----- Listed records

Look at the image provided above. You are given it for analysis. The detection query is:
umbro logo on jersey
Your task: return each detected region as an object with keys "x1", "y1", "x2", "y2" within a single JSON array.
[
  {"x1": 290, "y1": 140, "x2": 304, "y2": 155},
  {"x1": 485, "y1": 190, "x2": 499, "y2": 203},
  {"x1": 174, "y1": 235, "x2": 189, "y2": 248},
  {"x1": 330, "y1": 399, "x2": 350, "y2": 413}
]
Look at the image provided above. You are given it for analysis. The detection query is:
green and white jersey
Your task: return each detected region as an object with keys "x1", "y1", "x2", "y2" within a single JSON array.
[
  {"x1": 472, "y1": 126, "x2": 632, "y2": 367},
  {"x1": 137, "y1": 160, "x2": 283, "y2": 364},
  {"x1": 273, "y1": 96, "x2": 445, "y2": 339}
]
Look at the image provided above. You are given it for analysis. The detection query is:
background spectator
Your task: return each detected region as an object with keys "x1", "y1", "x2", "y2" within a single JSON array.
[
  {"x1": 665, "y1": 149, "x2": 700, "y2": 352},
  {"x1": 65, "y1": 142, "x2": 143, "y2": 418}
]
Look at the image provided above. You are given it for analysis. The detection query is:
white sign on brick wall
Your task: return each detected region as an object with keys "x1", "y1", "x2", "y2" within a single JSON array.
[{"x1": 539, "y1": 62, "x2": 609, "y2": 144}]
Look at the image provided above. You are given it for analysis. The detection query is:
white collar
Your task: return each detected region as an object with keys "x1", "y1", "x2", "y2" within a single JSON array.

----------

What you need to do = Up to and including the line that holds "green and white jersey", reproduce the records above exactly from their first line, and give nothing else.

Exercise response =
Look at the image provided above. You are given it for analysis. The detection query is:
umbro logo on jersey
Your task: return each detected region as an object with keys "x1", "y1", "x2", "y2" within a single JSON array.
[
  {"x1": 290, "y1": 140, "x2": 304, "y2": 155},
  {"x1": 485, "y1": 190, "x2": 499, "y2": 203},
  {"x1": 174, "y1": 235, "x2": 189, "y2": 248},
  {"x1": 330, "y1": 399, "x2": 350, "y2": 413}
]
Look at the image provided above. You are given it for analysis. The detection query is:
green and white jersey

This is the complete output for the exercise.